▶ **Assignment**
Which lines below include "concrete"? Copy them all.

(Region pointing data)
■ ■ ■ ■ ■ ■ ■

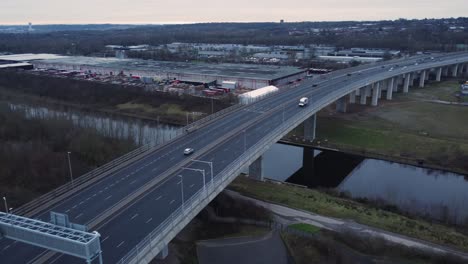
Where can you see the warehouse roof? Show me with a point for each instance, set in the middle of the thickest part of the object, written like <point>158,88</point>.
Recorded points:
<point>29,57</point>
<point>266,72</point>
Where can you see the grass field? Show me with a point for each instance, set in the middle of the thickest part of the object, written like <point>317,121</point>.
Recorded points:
<point>328,205</point>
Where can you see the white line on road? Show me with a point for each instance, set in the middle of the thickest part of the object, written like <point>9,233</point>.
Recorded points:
<point>104,239</point>
<point>121,243</point>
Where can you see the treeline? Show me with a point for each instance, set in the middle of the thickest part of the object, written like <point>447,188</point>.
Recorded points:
<point>101,95</point>
<point>33,153</point>
<point>409,35</point>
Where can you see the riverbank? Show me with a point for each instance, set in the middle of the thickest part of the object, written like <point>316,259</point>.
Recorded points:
<point>108,98</point>
<point>328,205</point>
<point>408,129</point>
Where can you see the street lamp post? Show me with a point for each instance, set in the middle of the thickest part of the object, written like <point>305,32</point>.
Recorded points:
<point>182,189</point>
<point>203,174</point>
<point>6,204</point>
<point>69,167</point>
<point>211,168</point>
<point>245,141</point>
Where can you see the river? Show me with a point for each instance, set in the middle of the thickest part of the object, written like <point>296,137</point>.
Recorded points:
<point>433,193</point>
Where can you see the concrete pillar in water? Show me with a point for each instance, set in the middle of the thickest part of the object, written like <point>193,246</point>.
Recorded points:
<point>309,128</point>
<point>255,169</point>
<point>390,89</point>
<point>422,78</point>
<point>363,96</point>
<point>375,94</point>
<point>406,84</point>
<point>438,74</point>
<point>308,167</point>
<point>445,71</point>
<point>352,97</point>
<point>454,70</point>
<point>163,254</point>
<point>341,105</point>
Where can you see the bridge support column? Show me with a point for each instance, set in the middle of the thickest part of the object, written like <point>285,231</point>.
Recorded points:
<point>422,78</point>
<point>375,94</point>
<point>352,97</point>
<point>439,74</point>
<point>390,89</point>
<point>255,169</point>
<point>163,254</point>
<point>454,70</point>
<point>363,97</point>
<point>381,86</point>
<point>309,128</point>
<point>406,84</point>
<point>341,105</point>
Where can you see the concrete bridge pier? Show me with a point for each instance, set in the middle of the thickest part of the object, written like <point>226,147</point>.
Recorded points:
<point>422,78</point>
<point>352,97</point>
<point>439,74</point>
<point>163,253</point>
<point>341,105</point>
<point>390,89</point>
<point>363,97</point>
<point>375,94</point>
<point>412,77</point>
<point>406,84</point>
<point>309,128</point>
<point>255,169</point>
<point>454,70</point>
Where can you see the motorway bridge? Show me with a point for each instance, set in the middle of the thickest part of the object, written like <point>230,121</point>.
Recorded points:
<point>139,202</point>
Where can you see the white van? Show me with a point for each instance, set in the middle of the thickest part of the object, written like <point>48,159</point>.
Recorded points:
<point>303,101</point>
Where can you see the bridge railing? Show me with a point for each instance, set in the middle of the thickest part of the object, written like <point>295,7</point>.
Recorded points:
<point>159,237</point>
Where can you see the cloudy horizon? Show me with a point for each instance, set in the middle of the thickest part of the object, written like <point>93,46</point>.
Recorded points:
<point>20,12</point>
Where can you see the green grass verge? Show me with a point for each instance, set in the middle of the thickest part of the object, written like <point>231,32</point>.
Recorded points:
<point>305,227</point>
<point>324,204</point>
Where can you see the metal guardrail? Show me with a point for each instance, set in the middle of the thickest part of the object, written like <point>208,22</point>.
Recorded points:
<point>153,241</point>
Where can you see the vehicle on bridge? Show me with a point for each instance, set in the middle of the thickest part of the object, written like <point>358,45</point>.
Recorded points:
<point>303,101</point>
<point>188,151</point>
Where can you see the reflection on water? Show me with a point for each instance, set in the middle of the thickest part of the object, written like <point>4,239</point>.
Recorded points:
<point>141,132</point>
<point>438,194</point>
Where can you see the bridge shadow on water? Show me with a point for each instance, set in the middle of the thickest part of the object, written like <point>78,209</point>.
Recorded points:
<point>327,169</point>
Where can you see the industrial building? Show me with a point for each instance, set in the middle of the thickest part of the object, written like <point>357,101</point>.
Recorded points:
<point>245,75</point>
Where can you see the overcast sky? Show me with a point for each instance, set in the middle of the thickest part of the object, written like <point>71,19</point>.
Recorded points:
<point>186,11</point>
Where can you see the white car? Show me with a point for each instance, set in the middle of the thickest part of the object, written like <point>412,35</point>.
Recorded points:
<point>188,151</point>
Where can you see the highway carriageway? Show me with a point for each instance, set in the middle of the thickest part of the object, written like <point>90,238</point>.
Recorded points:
<point>126,228</point>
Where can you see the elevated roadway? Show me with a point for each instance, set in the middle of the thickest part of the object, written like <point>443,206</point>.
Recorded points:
<point>127,204</point>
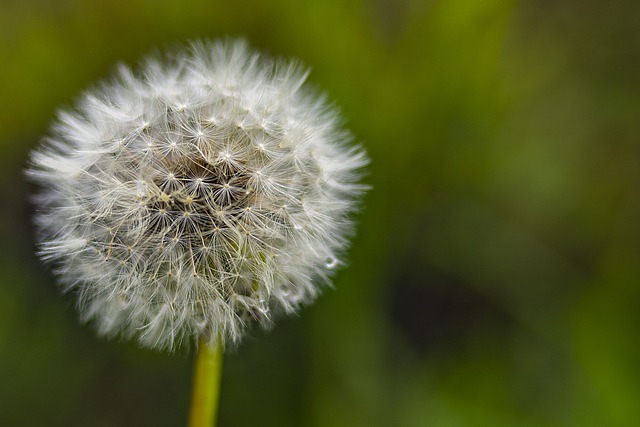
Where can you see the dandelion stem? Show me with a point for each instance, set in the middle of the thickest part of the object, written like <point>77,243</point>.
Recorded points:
<point>206,385</point>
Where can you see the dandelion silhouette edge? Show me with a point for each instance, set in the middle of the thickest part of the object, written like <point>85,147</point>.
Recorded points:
<point>208,191</point>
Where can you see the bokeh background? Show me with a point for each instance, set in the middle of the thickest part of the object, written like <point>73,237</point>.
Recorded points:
<point>494,280</point>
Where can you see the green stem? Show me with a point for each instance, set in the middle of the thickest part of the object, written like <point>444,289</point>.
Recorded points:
<point>206,385</point>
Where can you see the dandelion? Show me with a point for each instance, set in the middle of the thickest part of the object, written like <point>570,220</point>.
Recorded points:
<point>207,192</point>
<point>184,202</point>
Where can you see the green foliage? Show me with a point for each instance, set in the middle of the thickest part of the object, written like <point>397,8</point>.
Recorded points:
<point>494,278</point>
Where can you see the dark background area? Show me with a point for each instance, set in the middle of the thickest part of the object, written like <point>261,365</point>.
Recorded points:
<point>494,279</point>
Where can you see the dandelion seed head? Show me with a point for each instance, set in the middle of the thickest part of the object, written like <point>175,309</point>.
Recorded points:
<point>209,191</point>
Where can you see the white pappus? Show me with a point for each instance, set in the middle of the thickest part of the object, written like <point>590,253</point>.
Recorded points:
<point>207,191</point>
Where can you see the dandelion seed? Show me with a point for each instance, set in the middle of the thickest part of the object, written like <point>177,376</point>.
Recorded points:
<point>208,192</point>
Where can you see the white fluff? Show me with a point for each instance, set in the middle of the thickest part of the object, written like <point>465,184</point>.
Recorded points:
<point>206,192</point>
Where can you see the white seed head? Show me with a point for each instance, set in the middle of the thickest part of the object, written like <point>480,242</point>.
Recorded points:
<point>208,191</point>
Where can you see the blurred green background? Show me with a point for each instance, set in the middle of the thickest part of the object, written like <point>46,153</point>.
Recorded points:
<point>494,280</point>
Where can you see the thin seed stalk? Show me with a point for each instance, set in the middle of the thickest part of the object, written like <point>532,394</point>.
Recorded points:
<point>206,385</point>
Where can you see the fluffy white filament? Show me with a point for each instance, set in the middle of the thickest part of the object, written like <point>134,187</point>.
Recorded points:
<point>208,191</point>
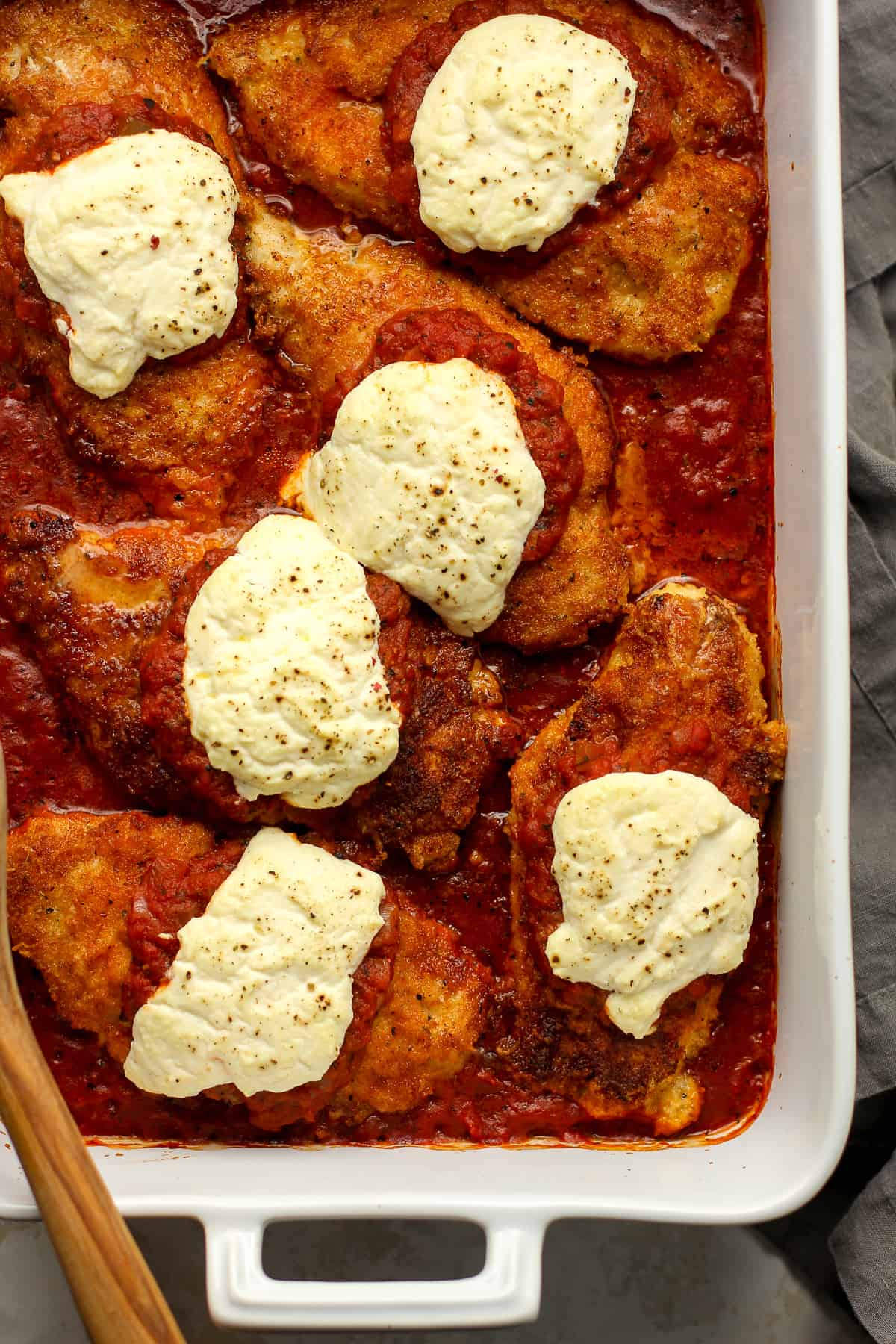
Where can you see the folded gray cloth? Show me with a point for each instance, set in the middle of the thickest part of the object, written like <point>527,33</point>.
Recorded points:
<point>864,1242</point>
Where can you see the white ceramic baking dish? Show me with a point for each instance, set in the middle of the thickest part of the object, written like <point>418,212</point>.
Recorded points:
<point>786,1155</point>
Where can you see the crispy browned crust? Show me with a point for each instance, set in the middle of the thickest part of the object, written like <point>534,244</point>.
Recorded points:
<point>311,77</point>
<point>180,433</point>
<point>323,299</point>
<point>92,600</point>
<point>72,882</point>
<point>656,279</point>
<point>428,1027</point>
<point>684,662</point>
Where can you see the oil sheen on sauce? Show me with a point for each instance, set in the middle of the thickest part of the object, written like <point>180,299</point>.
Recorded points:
<point>706,511</point>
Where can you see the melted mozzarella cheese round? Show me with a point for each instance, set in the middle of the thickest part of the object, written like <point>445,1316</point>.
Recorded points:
<point>428,479</point>
<point>282,673</point>
<point>260,994</point>
<point>132,240</point>
<point>659,877</point>
<point>523,124</point>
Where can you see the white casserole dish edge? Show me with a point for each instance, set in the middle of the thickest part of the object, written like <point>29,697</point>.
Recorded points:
<point>788,1152</point>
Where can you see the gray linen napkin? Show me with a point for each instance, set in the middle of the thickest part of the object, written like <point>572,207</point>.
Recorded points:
<point>864,1242</point>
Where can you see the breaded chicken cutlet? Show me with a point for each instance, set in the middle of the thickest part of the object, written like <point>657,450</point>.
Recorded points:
<point>647,280</point>
<point>94,603</point>
<point>81,886</point>
<point>321,300</point>
<point>180,432</point>
<point>682,690</point>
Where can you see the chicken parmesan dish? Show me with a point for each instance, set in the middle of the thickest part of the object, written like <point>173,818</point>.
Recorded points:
<point>388,626</point>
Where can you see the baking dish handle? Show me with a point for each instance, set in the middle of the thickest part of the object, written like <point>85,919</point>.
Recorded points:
<point>508,1288</point>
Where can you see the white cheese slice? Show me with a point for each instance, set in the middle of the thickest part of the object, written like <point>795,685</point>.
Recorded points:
<point>282,673</point>
<point>261,989</point>
<point>659,877</point>
<point>521,125</point>
<point>428,479</point>
<point>132,240</point>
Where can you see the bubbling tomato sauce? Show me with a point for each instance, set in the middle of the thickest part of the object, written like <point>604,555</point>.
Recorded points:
<point>435,335</point>
<point>694,497</point>
<point>648,146</point>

■ ■ ■ ■ ■ ■ ■

▶ **Your response**
Where can you see the concrete pillar in water? Show me with a point for each instance, set in the middle of the thickest part of the object, written like <point>193,246</point>.
Where can you see the concrete bridge pier? Show me with a point for each instance, set in the middle of the thickest part of the object, written like <point>226,147</point>.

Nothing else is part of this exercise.